+++ SUPPLIED DATA
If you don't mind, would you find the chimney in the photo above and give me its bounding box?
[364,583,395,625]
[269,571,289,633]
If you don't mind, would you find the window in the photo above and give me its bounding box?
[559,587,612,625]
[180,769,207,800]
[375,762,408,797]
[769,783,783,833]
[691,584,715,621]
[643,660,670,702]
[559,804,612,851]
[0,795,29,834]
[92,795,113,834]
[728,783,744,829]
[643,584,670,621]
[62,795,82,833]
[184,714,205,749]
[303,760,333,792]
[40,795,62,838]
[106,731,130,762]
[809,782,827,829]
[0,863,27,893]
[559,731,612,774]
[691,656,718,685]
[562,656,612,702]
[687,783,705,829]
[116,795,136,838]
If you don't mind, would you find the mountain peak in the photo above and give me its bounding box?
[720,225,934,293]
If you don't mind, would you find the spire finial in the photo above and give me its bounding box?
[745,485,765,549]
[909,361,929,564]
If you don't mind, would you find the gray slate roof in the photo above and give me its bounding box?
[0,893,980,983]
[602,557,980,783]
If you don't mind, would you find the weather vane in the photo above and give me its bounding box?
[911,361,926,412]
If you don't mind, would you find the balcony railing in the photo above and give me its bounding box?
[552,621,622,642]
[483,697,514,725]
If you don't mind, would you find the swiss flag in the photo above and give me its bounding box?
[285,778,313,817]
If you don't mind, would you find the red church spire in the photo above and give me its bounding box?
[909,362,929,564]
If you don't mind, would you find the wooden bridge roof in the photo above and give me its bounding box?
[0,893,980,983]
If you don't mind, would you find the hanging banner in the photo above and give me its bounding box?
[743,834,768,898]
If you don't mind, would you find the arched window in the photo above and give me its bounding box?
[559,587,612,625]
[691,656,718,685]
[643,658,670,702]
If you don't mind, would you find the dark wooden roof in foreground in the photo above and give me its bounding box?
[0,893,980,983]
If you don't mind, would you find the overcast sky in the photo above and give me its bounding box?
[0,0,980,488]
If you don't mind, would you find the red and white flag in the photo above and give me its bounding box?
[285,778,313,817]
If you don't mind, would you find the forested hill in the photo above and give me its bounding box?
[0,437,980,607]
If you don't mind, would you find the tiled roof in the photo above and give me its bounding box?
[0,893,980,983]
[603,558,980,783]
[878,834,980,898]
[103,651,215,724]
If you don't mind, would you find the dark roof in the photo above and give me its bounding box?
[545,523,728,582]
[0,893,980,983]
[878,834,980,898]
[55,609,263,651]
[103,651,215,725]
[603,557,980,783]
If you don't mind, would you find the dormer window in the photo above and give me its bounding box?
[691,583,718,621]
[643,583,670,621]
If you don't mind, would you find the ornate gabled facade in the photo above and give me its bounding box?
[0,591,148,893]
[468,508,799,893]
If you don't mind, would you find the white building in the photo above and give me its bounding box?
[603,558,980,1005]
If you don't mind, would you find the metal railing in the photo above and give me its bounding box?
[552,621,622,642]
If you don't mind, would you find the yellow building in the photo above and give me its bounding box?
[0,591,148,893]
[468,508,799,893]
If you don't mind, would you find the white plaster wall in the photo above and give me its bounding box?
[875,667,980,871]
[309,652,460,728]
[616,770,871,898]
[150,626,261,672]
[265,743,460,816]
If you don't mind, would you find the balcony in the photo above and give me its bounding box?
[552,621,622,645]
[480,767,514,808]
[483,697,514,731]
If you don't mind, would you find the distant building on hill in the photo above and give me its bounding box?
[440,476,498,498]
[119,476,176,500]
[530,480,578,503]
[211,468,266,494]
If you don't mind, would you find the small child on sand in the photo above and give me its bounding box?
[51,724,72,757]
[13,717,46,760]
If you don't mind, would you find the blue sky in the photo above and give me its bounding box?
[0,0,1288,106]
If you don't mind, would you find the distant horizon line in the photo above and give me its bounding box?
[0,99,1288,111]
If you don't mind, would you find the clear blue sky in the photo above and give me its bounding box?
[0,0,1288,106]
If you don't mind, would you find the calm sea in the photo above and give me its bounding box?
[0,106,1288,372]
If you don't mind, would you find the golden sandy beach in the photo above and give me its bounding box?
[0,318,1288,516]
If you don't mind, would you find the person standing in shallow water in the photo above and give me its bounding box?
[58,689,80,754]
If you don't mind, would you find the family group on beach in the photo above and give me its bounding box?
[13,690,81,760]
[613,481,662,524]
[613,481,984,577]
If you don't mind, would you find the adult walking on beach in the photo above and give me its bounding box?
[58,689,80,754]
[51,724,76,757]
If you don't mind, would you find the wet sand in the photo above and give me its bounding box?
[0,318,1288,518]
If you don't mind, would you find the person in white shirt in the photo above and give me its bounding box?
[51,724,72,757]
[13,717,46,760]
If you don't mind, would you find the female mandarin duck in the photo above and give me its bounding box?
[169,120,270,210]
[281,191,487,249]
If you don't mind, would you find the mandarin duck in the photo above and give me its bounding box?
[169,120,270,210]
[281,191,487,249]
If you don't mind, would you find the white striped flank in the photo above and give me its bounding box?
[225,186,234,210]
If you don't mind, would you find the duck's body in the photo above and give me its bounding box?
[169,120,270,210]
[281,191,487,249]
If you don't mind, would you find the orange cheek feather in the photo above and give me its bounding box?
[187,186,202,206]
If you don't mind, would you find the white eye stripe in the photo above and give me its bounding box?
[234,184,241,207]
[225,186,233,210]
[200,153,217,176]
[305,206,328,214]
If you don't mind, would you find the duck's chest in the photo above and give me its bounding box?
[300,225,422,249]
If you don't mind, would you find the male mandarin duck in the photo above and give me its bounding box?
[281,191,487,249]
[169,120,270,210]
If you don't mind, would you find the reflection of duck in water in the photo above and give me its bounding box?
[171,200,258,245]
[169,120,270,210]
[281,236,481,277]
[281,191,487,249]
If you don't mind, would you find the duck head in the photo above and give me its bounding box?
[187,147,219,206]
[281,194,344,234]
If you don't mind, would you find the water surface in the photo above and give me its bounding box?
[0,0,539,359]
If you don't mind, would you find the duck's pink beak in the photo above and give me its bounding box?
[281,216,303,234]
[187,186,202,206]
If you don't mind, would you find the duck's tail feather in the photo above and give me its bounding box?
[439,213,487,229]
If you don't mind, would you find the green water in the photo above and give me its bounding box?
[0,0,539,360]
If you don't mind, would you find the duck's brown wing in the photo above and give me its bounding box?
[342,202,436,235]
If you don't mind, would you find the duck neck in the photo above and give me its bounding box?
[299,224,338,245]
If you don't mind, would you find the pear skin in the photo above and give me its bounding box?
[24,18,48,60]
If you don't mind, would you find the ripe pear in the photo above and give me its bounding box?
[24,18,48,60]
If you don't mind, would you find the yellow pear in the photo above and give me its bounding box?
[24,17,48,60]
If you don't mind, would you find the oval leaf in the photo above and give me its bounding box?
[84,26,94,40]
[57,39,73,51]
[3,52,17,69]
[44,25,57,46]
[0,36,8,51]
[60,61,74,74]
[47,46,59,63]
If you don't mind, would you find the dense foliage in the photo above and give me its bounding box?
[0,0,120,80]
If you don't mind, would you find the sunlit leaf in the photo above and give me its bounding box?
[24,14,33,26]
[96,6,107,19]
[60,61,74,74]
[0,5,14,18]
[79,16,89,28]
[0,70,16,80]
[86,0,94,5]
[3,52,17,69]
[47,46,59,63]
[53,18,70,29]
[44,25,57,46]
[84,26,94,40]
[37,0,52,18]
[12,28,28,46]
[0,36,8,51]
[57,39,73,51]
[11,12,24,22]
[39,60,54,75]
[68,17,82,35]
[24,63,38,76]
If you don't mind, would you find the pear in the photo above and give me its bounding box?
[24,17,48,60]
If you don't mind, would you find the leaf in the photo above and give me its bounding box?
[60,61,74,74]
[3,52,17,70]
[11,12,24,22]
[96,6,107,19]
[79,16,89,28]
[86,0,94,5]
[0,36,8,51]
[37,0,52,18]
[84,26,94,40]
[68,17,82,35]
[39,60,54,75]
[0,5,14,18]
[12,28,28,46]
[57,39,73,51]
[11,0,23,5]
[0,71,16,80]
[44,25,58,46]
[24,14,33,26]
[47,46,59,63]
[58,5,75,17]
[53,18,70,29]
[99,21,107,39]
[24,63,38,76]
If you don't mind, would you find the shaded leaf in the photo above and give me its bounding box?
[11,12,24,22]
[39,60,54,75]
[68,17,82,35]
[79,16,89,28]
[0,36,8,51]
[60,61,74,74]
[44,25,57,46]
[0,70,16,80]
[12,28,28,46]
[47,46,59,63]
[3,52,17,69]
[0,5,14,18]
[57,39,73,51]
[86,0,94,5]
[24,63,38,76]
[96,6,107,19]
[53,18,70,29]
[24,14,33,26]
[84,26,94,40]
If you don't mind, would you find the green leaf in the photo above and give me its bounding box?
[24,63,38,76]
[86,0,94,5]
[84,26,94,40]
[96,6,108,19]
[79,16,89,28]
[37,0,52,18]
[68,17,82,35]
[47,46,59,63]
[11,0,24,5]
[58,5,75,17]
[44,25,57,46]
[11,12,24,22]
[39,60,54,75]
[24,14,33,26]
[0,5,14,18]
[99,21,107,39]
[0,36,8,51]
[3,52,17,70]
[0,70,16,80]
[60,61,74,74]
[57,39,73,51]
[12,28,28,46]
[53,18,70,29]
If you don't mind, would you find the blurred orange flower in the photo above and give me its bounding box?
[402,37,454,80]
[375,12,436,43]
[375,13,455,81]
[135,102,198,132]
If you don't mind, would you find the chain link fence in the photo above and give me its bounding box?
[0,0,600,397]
++++++
**OBJECTIVE**: Identify each line in the records above that contains the word "wooden", and copy every one of those lines in full.

**REPLY TO THE TASK**:
If you don't mind, would you find the wooden bridge roof in the photo above and give me its bounding box?
If you don't mind, would you find the dark wooden roof in foreground in the photo above and give me its bounding box?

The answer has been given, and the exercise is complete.